### EXCERTO DA FONTE
O facto de ambos terem trabalhado com o mesmo desenhador e bronzista – Léon Messagé (1842-1901) – pode explicar a existência de notáveis semelhanças entre as suas obras.

 

Nota:

A coleção da Casa-Museu Medeiros e Almeida integra dois exemplares da mão de F. Linke; um móvel de aparato e um relógio de caixa alta, em exposição permanente no Átrio.

 

Assinatura:

Zwiener, ao contrário de F. Linke, nem sempre assinava as suas peças, embora muitas estejam marcadas com diferentes versões da sua inicial.

 

A peça da Casa-Museu está assinada e datada na parte de trás do módulo de gavetas, com incisos cobertos a tinta sobre o folheado: Zwiener Paris 1892.

(Linhas de um conjunto de dados de apontamento)

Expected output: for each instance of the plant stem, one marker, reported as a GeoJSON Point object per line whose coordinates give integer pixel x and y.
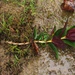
{"type": "Point", "coordinates": [26, 43]}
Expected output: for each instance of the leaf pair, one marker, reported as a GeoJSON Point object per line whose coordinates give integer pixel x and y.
{"type": "Point", "coordinates": [68, 5]}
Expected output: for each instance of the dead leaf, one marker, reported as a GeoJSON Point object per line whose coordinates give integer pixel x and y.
{"type": "Point", "coordinates": [35, 47]}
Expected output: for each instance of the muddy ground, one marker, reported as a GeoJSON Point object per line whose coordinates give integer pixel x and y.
{"type": "Point", "coordinates": [48, 14]}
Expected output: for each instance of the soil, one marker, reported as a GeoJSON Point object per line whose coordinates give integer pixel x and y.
{"type": "Point", "coordinates": [48, 14]}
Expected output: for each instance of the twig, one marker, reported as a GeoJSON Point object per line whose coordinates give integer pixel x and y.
{"type": "Point", "coordinates": [26, 43]}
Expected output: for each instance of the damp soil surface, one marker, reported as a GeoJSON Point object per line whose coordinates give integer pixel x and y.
{"type": "Point", "coordinates": [48, 14]}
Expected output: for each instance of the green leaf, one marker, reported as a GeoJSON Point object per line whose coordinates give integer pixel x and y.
{"type": "Point", "coordinates": [43, 36]}
{"type": "Point", "coordinates": [70, 43]}
{"type": "Point", "coordinates": [35, 33]}
{"type": "Point", "coordinates": [54, 49]}
{"type": "Point", "coordinates": [58, 32]}
{"type": "Point", "coordinates": [70, 27]}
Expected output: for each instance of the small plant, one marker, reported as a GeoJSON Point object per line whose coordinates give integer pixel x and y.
{"type": "Point", "coordinates": [58, 39]}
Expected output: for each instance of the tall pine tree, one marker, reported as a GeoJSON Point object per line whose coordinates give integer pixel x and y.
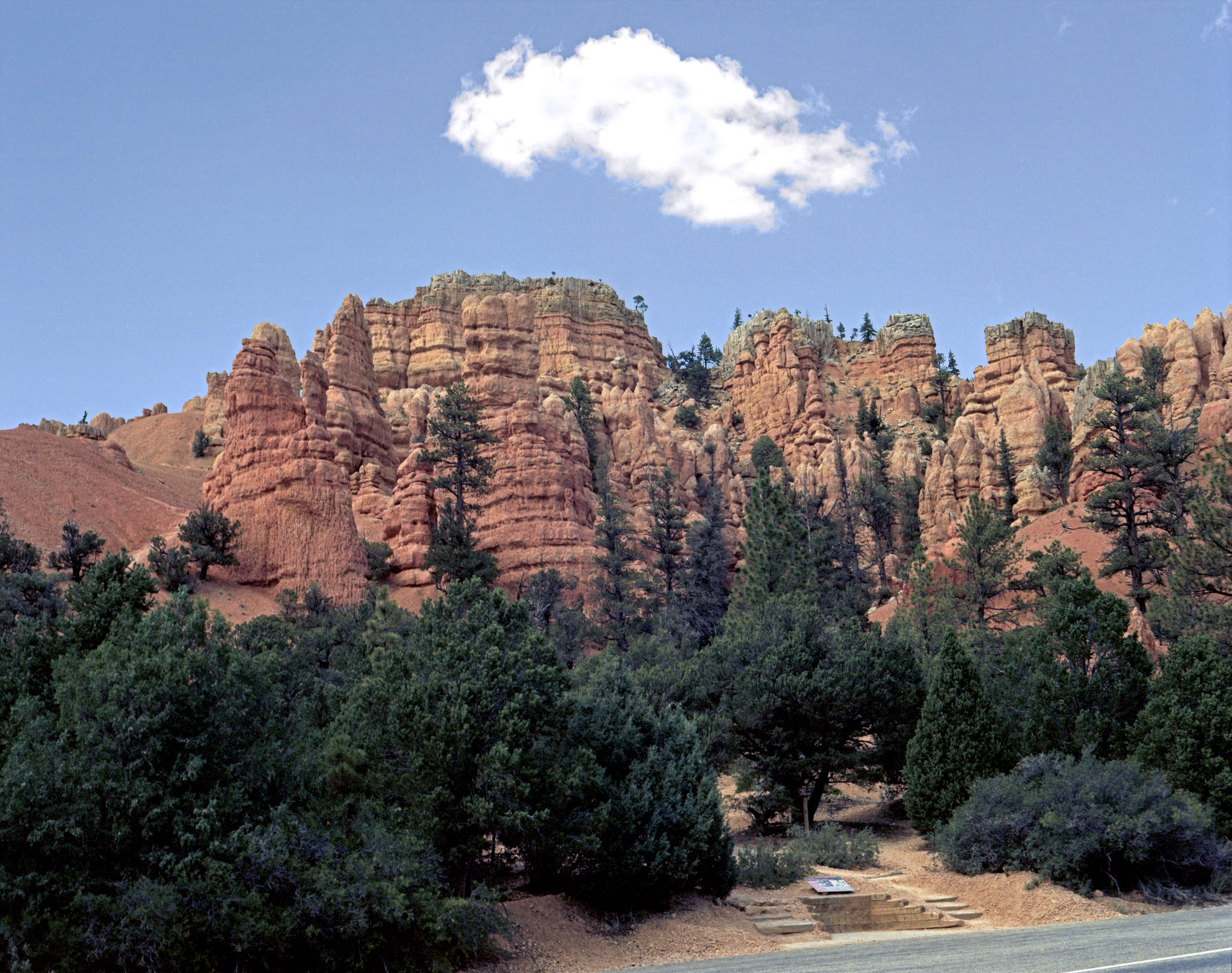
{"type": "Point", "coordinates": [465, 474]}
{"type": "Point", "coordinates": [617, 583]}
{"type": "Point", "coordinates": [1121, 507]}
{"type": "Point", "coordinates": [958, 741]}
{"type": "Point", "coordinates": [1008, 476]}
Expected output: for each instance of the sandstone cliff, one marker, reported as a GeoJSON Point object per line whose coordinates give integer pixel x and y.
{"type": "Point", "coordinates": [353, 441]}
{"type": "Point", "coordinates": [277, 477]}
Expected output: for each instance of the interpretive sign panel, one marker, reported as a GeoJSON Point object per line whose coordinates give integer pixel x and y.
{"type": "Point", "coordinates": [828, 885]}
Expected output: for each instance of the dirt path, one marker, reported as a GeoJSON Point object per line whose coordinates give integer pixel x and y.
{"type": "Point", "coordinates": [553, 934]}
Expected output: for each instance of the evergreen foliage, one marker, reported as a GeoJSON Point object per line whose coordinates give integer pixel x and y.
{"type": "Point", "coordinates": [581, 403]}
{"type": "Point", "coordinates": [667, 533]}
{"type": "Point", "coordinates": [210, 537]}
{"type": "Point", "coordinates": [77, 552]}
{"type": "Point", "coordinates": [866, 330]}
{"type": "Point", "coordinates": [988, 549]}
{"type": "Point", "coordinates": [1089, 680]}
{"type": "Point", "coordinates": [1085, 824]}
{"type": "Point", "coordinates": [460, 437]}
{"type": "Point", "coordinates": [1186, 728]}
{"type": "Point", "coordinates": [958, 741]}
{"type": "Point", "coordinates": [170, 564]}
{"type": "Point", "coordinates": [800, 696]}
{"type": "Point", "coordinates": [1056, 457]}
{"type": "Point", "coordinates": [1199, 598]}
{"type": "Point", "coordinates": [653, 826]}
{"type": "Point", "coordinates": [1008, 476]}
{"type": "Point", "coordinates": [1121, 508]}
{"type": "Point", "coordinates": [707, 353]}
{"type": "Point", "coordinates": [765, 454]}
{"type": "Point", "coordinates": [615, 585]}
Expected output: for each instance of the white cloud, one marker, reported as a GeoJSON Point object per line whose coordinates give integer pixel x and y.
{"type": "Point", "coordinates": [1222, 22]}
{"type": "Point", "coordinates": [694, 127]}
{"type": "Point", "coordinates": [896, 146]}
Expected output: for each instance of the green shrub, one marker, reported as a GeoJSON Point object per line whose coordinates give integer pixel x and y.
{"type": "Point", "coordinates": [764, 866]}
{"type": "Point", "coordinates": [378, 561]}
{"type": "Point", "coordinates": [833, 847]}
{"type": "Point", "coordinates": [765, 454]}
{"type": "Point", "coordinates": [1086, 824]}
{"type": "Point", "coordinates": [686, 416]}
{"type": "Point", "coordinates": [170, 566]}
{"type": "Point", "coordinates": [652, 824]}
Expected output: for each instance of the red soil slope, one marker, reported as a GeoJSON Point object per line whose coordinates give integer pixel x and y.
{"type": "Point", "coordinates": [47, 480]}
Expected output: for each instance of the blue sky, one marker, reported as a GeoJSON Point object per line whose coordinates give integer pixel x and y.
{"type": "Point", "coordinates": [171, 174]}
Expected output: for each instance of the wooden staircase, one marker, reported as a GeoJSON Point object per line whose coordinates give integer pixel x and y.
{"type": "Point", "coordinates": [878, 912]}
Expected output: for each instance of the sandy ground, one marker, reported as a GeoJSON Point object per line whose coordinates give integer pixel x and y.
{"type": "Point", "coordinates": [555, 934]}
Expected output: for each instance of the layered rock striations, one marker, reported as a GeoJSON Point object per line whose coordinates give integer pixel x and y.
{"type": "Point", "coordinates": [277, 477]}
{"type": "Point", "coordinates": [353, 442]}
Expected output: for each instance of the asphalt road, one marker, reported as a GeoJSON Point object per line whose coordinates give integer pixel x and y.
{"type": "Point", "coordinates": [1190, 941]}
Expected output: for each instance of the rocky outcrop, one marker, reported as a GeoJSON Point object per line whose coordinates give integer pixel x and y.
{"type": "Point", "coordinates": [354, 416]}
{"type": "Point", "coordinates": [75, 430]}
{"type": "Point", "coordinates": [277, 477]}
{"type": "Point", "coordinates": [214, 423]}
{"type": "Point", "coordinates": [356, 435]}
{"type": "Point", "coordinates": [106, 424]}
{"type": "Point", "coordinates": [518, 345]}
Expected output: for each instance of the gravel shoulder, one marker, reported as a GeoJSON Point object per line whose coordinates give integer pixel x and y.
{"type": "Point", "coordinates": [555, 934]}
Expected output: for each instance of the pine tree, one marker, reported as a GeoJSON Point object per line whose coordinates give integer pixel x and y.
{"type": "Point", "coordinates": [211, 539]}
{"type": "Point", "coordinates": [707, 353]}
{"type": "Point", "coordinates": [1120, 508]}
{"type": "Point", "coordinates": [1172, 446]}
{"type": "Point", "coordinates": [1199, 599]}
{"type": "Point", "coordinates": [907, 498]}
{"type": "Point", "coordinates": [581, 404]}
{"type": "Point", "coordinates": [1089, 679]}
{"type": "Point", "coordinates": [866, 330]}
{"type": "Point", "coordinates": [874, 499]}
{"type": "Point", "coordinates": [667, 531]}
{"type": "Point", "coordinates": [988, 551]}
{"type": "Point", "coordinates": [958, 741]}
{"type": "Point", "coordinates": [1186, 729]}
{"type": "Point", "coordinates": [1008, 476]}
{"type": "Point", "coordinates": [861, 415]}
{"type": "Point", "coordinates": [848, 547]}
{"type": "Point", "coordinates": [78, 551]}
{"type": "Point", "coordinates": [615, 585]}
{"type": "Point", "coordinates": [460, 435]}
{"type": "Point", "coordinates": [765, 454]}
{"type": "Point", "coordinates": [1056, 457]}
{"type": "Point", "coordinates": [775, 548]}
{"type": "Point", "coordinates": [705, 583]}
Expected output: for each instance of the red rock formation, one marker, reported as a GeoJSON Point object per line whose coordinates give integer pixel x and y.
{"type": "Point", "coordinates": [277, 478]}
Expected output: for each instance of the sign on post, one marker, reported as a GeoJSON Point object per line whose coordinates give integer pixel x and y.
{"type": "Point", "coordinates": [830, 885]}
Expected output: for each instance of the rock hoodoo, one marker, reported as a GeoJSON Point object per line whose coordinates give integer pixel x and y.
{"type": "Point", "coordinates": [330, 449]}
{"type": "Point", "coordinates": [276, 476]}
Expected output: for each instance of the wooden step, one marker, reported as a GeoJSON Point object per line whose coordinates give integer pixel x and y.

### TAREFA PROPOSTA 1
Resuma em duas frases o excerto sobre as peças da Casa-Museu Medeiros e Almeida.
### TAREFA PROPOSTA 2
Transforme numa lista o parágrafo do excerto sobre as peças da Casa-Museu Medeiros e Almeida que começa por «A peça da Casa-Museu está assinada», conservando os factos principais.

### RESPOSTA COMPLETA 1
A coleção da Casa-Museu Medeiros e Almeida integra dois exemplares de F. Linke, um móvel de aparato e um relógio de caixa alta, em exposição permanente no Átrio. Zwiener, ao contrário de F. Linke, nem sempre assinava as suas peças, mas a da Casa-Museu está assinada e datada na parte de trás do módulo de gavetas com a inscrição Zwiener Paris 1892.

### RESPOSTA COMPLETA 2
- Estado: assinada e datada
- Local: parte de trás do módulo de gavetas
- Técnica: incisos cobertos a tinta sobre o folheado
- Inscrição: Zwiener Paris 1892